**WRITTEN INSTRUCTION**
Can you rewrite the material below, requests included, from the line containing "the man's hand." through the end of the material, offsetting every point coordinate in the answers by 104?

**RECORDS**
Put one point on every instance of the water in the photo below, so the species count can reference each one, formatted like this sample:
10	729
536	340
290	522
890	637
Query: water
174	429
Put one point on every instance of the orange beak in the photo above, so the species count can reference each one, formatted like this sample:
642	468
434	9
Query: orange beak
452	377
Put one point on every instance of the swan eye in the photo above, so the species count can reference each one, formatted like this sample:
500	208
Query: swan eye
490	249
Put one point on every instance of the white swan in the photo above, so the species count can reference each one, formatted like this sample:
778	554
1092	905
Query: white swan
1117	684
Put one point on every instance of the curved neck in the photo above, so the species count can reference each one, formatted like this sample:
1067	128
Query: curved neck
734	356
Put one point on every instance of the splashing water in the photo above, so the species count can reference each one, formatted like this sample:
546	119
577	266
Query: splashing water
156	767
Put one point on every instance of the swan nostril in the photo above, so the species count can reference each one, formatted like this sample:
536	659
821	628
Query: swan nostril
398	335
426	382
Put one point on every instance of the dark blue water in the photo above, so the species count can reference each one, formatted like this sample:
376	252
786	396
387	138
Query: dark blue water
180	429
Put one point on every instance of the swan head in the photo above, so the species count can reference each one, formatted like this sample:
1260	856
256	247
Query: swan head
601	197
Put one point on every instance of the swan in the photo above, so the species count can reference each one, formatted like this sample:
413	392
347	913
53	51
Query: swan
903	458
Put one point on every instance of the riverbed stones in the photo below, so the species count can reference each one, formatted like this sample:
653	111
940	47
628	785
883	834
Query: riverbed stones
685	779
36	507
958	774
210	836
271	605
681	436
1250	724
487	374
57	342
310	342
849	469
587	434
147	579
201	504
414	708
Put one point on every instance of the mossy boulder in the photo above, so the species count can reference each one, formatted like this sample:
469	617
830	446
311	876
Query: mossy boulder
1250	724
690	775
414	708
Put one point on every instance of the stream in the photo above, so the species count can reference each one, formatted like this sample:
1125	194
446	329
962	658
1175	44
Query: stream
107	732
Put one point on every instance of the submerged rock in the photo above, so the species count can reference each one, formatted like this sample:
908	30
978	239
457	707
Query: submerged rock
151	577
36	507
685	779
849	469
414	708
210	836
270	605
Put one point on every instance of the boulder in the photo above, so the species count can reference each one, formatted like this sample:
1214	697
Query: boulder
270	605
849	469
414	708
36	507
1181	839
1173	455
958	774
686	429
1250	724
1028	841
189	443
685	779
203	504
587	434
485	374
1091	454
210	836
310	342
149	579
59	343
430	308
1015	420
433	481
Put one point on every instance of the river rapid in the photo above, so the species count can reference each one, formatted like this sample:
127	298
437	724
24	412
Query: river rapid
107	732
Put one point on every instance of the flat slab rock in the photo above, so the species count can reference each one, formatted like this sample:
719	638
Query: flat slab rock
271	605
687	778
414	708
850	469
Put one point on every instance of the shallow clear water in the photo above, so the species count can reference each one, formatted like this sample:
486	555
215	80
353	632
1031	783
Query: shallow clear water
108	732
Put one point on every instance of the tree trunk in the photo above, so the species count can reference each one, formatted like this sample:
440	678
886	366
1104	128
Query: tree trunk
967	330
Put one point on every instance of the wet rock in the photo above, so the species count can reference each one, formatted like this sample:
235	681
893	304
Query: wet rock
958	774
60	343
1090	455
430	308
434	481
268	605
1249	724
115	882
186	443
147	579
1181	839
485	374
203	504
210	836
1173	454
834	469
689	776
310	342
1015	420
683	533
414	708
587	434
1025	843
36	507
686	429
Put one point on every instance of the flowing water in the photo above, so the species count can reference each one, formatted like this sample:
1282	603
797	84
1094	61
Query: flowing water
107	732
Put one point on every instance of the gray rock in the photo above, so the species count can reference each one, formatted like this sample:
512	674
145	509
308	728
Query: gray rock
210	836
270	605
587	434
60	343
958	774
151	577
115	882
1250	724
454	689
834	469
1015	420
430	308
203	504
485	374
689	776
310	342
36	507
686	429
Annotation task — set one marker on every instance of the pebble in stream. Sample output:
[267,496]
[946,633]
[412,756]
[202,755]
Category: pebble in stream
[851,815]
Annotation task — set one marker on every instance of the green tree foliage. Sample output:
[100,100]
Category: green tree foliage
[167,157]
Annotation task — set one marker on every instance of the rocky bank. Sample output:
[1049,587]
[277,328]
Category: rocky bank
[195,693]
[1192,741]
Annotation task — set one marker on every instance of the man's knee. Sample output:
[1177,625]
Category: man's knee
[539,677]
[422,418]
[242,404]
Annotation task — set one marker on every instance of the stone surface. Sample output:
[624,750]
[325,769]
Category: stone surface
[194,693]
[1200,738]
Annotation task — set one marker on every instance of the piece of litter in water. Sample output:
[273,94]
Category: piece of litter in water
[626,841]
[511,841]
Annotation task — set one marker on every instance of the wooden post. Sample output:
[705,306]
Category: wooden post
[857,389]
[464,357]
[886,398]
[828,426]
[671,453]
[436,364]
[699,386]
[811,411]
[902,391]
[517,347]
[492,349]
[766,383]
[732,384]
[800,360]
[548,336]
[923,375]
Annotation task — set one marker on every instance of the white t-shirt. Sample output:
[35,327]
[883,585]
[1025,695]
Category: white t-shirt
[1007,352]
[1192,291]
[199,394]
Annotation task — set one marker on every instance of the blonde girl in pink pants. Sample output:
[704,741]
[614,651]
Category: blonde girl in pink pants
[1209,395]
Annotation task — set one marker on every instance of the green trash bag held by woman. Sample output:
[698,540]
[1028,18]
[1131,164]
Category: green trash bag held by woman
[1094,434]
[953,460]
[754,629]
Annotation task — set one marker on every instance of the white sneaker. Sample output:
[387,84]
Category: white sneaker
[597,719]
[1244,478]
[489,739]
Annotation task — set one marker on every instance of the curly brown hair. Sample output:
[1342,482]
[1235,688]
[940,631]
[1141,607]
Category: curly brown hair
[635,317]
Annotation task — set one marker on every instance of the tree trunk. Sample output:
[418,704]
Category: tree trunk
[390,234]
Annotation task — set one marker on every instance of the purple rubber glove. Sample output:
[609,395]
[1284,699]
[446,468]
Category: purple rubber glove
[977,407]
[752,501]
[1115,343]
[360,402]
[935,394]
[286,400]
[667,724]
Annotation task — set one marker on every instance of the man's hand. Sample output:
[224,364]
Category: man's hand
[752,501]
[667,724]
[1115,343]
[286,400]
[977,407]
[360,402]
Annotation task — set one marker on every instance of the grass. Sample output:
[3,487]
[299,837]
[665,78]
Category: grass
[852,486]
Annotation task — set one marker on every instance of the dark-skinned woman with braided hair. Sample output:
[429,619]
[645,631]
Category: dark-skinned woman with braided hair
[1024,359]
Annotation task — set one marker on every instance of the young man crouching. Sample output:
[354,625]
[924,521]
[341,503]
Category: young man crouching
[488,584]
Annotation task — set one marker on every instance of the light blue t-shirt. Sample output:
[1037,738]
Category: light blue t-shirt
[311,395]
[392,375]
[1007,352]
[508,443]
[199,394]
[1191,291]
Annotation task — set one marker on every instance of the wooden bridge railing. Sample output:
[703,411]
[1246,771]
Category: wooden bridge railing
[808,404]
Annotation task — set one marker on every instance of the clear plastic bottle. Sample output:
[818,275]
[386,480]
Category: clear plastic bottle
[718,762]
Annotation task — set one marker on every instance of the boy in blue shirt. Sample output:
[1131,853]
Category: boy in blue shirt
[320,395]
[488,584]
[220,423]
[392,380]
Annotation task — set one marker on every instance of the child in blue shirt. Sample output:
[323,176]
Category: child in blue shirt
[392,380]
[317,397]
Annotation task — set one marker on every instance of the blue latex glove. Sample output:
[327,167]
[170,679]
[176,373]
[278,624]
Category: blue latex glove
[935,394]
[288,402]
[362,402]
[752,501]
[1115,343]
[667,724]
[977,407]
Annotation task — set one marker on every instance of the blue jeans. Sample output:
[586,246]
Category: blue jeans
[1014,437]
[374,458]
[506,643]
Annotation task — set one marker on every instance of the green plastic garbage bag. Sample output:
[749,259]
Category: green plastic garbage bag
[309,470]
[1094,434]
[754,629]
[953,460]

**TASK RESULT**
Annotation task — set one marker on every instance of the man's hand. Sample output:
[224,364]
Category: man's hand
[856,605]
[771,828]
[1219,447]
[390,504]
[1081,511]
[464,506]
Annotation task — set one marker on every instance of the grass. Sample output:
[3,487]
[299,837]
[665,78]
Category: grass
[956,590]
Annotation task — set one marker on every instance of the dark-skinned woman with braided hair. Sample output:
[429,619]
[645,631]
Category: dark-skinned woman with braided hair
[1128,463]
Annotation task — set one marker on every instance of the young man crouching. Sample output:
[354,625]
[924,521]
[341,503]
Category: young man crouching
[592,688]
Annotation task — set one marker on every instance of the light blue t-shirt. Sample output:
[1037,738]
Category: light blue t-shirt
[415,499]
[496,479]
[1111,456]
[612,547]
[303,498]
[1295,395]
Annotation task — set one marker on every instance of the wooden bridge railing. Sample output:
[703,411]
[1246,771]
Category: wooden bridge railing
[912,508]
Annotation task — set one marker on every instance of the clear plastic bottle. Sample output:
[818,275]
[386,480]
Category: clear plastic bottle
[822,866]
Annotation task — set one marker on every instance of the boy in blue shirt. Sample output:
[1131,853]
Category: boy in blue shirt
[424,499]
[592,688]
[324,527]
[496,484]
Annotation task — set one marker on every instance of the child in blue shirt. Sample output:
[323,176]
Category: child in blue shirt
[496,484]
[421,501]
Annotation task — set one marker on every instance of the blue latex glove. Sample output:
[327,167]
[170,679]
[176,373]
[278,624]
Category: blue latex glove
[1039,498]
[392,506]
[466,506]
[856,605]
[1219,447]
[771,828]
[1081,511]
Annotation task — set one marker on every instance of the blue jeans. Sample output:
[586,246]
Category: blue jeans
[1118,541]
[478,562]
[610,747]
Annotation task — set one marker on every instance of the green plastic garbage bag. Sample output:
[749,259]
Category: green plastic garbage bag
[413,574]
[1198,538]
[858,733]
[1057,564]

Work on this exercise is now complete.